▶ _EXERCISE DETAILS_
Starting at the first line below, copy through to the last line exactly.

▶ _DATASET EXTRACT_
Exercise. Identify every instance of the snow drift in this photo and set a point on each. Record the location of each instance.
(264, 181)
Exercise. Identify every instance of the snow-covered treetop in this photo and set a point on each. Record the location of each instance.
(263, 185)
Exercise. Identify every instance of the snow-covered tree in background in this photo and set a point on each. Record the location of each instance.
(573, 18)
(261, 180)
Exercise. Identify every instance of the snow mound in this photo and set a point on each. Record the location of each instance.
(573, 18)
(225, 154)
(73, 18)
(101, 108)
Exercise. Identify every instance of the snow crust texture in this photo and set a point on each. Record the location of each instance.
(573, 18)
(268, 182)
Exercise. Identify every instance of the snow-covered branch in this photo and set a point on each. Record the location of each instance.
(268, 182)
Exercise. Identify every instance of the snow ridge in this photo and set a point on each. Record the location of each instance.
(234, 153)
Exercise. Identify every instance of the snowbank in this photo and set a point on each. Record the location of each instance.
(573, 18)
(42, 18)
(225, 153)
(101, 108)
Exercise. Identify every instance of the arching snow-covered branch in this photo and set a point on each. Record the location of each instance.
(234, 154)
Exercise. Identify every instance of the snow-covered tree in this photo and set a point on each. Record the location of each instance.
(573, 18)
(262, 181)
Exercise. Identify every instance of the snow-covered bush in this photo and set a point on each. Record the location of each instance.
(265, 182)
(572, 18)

▶ _YOUR RESPONSE_
Exercise. Identify every instance of the snow drift in this photo and set a point on each. Record the location of each instance.
(264, 181)
Exercise. Identify every instance of the snow-covered treetop in this photo and set a point on each. Record the location of each instance.
(263, 185)
Exercise. Identify every instance of the snow-covered tree in background in this photo and set a point on each. Record the location of each instance.
(573, 18)
(261, 180)
Exercise. Identify every instance of the snow mound in this photo and set a point on each. Record the location of each instance.
(573, 18)
(225, 154)
(73, 18)
(101, 108)
Exercise. Identify every instance of the snow crust texture in this photo and set a point on each. Record the location of each instance.
(573, 18)
(268, 182)
Exercise. Identify every instance of the snow-covered branch in this photo and set a point on each. Record the location of each instance.
(268, 182)
Exercise. Identify every instance of the snow ridge in this photo and set a point on each. Record the location of each instance.
(234, 153)
Exercise. Identify every instance of the snowbank in this photo and set a point on each. Record the location of each instance.
(573, 18)
(42, 18)
(225, 153)
(101, 108)
Exercise. Identify every instance of the arching snow-covered branch in this photo and set a point on each. Record the location of each instance.
(234, 154)
Exercise. Identify every instance of the snow-covered tree in this photo and set a point on each. Record the location of each instance.
(573, 18)
(262, 181)
Exercise. Identify every instance of the snow-covered bush in this photo and set a point on each. Record the location of each instance.
(265, 182)
(572, 18)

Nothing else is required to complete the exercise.